-- DIRECTION --
Find each line in the material below that contains the string "parts" and copy those lines in full. Match case exactly.

-- RECORDS SHOWN --
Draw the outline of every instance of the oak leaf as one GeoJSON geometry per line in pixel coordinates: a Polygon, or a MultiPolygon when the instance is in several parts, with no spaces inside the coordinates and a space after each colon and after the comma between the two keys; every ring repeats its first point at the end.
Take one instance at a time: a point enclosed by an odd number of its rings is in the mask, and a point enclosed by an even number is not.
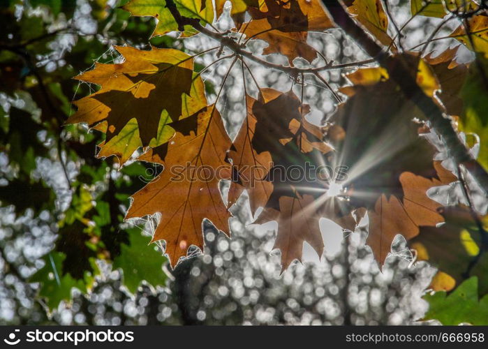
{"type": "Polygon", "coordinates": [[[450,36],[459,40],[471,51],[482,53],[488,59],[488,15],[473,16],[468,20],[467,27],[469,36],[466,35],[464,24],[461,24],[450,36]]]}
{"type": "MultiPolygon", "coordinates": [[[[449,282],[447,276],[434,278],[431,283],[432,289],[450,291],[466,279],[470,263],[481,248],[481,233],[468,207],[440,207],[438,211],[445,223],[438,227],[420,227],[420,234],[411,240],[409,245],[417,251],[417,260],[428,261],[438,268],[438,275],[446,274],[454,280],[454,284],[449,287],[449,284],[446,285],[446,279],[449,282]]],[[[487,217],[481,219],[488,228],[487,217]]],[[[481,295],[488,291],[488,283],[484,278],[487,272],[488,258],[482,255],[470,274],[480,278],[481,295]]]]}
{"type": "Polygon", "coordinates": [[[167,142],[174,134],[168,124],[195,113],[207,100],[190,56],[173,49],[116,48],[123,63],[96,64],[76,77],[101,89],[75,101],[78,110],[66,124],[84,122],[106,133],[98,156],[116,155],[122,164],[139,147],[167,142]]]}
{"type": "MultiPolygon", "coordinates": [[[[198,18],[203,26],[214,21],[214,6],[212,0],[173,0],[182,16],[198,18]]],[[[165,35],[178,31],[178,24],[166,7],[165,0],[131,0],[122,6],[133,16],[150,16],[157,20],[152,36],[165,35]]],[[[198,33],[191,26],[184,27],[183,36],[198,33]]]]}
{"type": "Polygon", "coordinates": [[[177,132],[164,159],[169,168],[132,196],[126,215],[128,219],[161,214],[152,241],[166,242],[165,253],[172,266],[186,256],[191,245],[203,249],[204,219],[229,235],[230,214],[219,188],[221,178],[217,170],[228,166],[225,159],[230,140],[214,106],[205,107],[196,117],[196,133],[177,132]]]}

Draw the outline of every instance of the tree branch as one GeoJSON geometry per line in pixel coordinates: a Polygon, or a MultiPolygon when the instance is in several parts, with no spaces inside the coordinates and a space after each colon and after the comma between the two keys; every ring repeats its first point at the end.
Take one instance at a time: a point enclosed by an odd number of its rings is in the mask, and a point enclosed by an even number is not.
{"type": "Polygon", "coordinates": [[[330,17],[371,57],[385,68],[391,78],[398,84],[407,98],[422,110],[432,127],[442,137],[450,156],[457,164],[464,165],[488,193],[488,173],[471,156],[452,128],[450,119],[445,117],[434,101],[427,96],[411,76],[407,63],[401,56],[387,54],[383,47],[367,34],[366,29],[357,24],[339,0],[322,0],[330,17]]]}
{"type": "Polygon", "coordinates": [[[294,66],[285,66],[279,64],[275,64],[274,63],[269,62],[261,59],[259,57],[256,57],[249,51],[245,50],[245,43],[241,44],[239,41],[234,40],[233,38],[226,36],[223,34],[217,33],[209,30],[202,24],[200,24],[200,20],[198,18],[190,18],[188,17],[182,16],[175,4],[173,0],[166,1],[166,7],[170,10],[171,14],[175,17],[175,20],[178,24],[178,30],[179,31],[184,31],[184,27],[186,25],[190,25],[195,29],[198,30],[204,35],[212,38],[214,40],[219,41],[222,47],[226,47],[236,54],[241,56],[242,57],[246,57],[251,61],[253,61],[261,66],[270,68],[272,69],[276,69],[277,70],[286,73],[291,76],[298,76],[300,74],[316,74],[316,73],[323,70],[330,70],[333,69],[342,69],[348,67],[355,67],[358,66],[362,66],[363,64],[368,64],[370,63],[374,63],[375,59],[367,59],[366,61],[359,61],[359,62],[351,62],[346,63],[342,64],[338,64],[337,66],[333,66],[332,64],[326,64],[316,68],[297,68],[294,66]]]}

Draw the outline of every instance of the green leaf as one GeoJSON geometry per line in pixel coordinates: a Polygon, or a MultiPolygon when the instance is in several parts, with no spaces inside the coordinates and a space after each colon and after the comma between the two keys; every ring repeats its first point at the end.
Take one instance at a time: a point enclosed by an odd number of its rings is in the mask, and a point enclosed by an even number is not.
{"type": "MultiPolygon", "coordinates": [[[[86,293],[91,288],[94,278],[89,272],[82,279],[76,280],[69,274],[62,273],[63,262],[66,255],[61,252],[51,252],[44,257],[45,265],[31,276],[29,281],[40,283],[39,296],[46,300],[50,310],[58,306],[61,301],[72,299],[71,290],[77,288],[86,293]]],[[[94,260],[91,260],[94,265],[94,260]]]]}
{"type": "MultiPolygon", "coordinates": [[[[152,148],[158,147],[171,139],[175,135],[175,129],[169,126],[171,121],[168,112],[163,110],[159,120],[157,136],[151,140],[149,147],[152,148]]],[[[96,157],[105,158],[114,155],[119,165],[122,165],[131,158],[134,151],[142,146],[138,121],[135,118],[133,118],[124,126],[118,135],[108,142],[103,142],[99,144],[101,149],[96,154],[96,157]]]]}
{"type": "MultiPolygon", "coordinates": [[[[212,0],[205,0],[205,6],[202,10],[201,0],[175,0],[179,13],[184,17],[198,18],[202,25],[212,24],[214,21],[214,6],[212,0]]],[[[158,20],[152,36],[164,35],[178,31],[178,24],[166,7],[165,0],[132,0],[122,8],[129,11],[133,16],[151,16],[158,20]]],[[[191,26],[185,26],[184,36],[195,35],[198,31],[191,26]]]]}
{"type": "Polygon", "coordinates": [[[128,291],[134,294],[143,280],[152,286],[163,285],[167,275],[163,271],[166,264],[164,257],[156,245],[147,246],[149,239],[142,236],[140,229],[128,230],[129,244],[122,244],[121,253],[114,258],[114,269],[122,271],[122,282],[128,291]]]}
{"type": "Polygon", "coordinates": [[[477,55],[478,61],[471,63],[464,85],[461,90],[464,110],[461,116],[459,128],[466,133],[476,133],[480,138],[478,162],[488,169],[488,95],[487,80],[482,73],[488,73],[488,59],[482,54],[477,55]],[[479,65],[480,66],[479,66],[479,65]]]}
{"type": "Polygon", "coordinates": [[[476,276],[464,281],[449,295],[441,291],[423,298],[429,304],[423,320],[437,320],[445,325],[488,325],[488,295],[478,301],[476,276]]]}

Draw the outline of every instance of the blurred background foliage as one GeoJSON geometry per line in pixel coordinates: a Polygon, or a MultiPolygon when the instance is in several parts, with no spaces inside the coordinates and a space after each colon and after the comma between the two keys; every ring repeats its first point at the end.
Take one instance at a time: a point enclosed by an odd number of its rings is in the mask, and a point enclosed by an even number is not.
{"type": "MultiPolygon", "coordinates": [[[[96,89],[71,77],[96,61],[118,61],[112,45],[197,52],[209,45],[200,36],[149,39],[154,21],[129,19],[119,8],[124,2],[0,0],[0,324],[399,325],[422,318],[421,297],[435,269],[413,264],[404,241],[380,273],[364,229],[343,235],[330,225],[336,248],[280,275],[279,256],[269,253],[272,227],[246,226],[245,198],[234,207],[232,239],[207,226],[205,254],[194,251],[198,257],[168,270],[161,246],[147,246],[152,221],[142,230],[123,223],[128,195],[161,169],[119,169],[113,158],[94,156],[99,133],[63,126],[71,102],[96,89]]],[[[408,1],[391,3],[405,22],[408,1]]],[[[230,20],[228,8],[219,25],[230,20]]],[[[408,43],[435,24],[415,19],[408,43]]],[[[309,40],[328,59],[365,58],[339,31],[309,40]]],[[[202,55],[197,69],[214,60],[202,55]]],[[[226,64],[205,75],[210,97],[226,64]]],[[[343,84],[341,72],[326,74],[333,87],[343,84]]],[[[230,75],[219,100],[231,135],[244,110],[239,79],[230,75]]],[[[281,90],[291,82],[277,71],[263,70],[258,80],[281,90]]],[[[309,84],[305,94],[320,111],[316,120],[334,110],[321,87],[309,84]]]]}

...

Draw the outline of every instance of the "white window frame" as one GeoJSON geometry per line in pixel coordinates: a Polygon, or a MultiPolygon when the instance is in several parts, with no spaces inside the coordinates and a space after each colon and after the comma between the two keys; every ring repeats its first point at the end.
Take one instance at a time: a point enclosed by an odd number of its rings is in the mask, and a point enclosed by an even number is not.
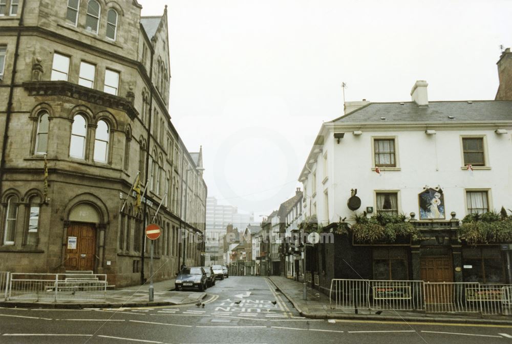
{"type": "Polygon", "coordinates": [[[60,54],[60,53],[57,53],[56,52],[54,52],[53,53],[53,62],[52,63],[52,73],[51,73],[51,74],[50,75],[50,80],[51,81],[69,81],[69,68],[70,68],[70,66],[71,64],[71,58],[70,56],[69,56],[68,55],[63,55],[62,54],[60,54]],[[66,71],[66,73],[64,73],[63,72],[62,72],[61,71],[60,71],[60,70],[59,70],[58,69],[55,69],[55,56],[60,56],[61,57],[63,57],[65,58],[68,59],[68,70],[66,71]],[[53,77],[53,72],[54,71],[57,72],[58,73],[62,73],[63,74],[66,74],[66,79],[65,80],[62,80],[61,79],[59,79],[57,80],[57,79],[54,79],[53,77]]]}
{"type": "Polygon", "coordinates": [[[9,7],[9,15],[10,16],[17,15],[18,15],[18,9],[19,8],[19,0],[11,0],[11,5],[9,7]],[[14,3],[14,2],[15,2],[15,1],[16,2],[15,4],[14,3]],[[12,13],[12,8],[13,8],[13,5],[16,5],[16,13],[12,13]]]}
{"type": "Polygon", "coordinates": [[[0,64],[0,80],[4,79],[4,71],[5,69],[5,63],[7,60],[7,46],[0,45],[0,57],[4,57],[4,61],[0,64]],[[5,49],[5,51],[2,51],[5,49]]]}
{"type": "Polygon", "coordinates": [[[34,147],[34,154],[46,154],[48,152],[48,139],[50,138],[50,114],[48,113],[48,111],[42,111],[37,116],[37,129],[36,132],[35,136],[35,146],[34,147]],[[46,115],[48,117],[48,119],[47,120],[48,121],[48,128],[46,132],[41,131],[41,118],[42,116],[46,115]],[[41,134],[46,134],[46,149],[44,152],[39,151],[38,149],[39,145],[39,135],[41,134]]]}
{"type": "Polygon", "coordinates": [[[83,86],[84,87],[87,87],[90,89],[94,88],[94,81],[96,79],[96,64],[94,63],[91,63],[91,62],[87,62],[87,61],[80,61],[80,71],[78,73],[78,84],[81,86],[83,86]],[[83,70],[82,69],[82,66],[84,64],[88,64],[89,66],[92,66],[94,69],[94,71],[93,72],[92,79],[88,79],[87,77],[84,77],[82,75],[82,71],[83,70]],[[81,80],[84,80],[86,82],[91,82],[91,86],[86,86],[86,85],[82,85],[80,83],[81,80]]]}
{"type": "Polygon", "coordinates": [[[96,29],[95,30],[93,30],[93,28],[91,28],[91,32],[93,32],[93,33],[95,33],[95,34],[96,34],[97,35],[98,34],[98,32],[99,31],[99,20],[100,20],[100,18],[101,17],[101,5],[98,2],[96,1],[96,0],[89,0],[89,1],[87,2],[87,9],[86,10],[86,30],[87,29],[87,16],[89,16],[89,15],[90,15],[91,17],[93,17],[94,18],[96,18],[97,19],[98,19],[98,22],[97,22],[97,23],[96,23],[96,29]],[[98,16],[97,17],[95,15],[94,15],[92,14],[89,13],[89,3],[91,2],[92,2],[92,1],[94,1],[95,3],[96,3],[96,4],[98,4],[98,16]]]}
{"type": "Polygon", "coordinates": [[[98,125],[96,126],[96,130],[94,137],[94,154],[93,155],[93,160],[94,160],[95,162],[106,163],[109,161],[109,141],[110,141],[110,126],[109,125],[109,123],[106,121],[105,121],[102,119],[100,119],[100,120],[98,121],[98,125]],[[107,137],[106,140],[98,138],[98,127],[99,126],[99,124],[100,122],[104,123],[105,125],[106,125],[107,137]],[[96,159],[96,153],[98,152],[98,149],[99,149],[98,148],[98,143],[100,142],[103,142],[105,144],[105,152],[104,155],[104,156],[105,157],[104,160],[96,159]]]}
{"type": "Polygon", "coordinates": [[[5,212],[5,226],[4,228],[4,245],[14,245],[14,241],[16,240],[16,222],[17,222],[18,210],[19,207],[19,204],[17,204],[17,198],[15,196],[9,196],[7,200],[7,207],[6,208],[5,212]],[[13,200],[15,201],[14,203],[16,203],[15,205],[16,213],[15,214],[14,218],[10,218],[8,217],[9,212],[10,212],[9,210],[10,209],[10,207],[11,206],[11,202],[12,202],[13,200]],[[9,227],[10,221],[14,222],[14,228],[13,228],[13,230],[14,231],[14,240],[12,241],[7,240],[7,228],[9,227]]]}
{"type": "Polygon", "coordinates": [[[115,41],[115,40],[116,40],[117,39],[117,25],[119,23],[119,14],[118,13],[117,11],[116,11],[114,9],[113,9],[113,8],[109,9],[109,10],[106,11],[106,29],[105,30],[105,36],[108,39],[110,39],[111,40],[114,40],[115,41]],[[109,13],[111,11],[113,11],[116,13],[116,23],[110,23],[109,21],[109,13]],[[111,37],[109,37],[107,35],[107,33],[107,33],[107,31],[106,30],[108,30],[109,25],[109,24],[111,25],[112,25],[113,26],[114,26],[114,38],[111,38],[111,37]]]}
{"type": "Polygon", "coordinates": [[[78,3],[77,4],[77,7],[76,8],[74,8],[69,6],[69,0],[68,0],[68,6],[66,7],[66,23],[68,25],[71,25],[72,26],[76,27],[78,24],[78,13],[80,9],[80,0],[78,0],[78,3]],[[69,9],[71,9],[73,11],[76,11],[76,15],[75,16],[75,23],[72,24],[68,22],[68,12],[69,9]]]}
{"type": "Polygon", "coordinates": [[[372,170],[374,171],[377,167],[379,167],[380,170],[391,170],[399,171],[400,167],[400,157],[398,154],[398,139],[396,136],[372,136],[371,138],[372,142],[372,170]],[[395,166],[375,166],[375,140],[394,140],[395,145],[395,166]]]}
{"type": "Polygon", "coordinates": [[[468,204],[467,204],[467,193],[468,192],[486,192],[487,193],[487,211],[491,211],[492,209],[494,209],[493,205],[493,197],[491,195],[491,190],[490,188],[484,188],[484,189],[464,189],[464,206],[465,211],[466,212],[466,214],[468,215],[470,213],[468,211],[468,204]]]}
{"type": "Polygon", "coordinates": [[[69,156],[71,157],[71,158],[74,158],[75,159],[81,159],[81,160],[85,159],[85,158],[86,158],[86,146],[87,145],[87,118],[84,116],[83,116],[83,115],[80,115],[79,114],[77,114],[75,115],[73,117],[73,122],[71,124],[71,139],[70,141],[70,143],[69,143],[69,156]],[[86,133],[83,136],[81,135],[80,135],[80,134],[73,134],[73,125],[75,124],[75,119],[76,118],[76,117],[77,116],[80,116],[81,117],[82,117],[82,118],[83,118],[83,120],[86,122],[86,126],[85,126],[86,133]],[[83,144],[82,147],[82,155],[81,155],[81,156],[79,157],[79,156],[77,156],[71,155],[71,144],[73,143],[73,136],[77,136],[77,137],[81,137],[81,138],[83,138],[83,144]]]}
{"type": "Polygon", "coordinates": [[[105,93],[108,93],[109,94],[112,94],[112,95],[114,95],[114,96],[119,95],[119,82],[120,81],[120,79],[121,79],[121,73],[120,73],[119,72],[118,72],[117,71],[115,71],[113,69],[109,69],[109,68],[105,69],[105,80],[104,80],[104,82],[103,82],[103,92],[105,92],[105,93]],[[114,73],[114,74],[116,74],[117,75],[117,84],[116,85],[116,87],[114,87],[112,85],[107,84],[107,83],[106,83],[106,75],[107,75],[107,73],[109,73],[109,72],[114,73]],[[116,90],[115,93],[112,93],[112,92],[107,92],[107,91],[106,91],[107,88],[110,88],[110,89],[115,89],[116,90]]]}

-- RESPONSE TO THE TASK --
Draw the outline of every instance of the oak leaf as one GeoJSON geometry per line in pixel coordinates: a Polygon, or a MultiPolygon when the instance is in several parts, with no spaces inside the coordinates and a space after each colon and after the comma between the two keys; every ring repeats its first point at the end.
Draw the outline of every instance of the tree branch as one GeoJSON geometry per line in pixel coordinates: a Polygon, or a MultiPolygon when the instance is in several parts, with no spaces inside the coordinates and a space after each colon and after the comma between the two keys; every ring repeats its first point at the end.
Draw the outline of every instance of the green leaf as one GeoJSON geometry per line in pixel coordinates: a Polygon, or a MultiPolygon when the instance is in several parts, with no spaces inside the coordinates and a space after each colon and after the comma between the two keys; every ring repeats its first point at the end.
Draw the outline of every instance of the blurred background foliage as one GeoJSON geometry per line in pixel coordinates: a Polygon, or a MultiPolygon when the instance is in several parts, with no spaces inside the coordinates and a space after each colon and after the comma between the two keys; every ring repeats its first point at the end.
Draw the outline of every instance of the "white window frame" as one GeoJSON geometry per line in pixel coordinates: a Polygon, or a MultiPolygon when the instance is in several parts, with no spaces inside the coordinates and a space after each colon and after the comma between the two keys; every ring repeats its first point at the end.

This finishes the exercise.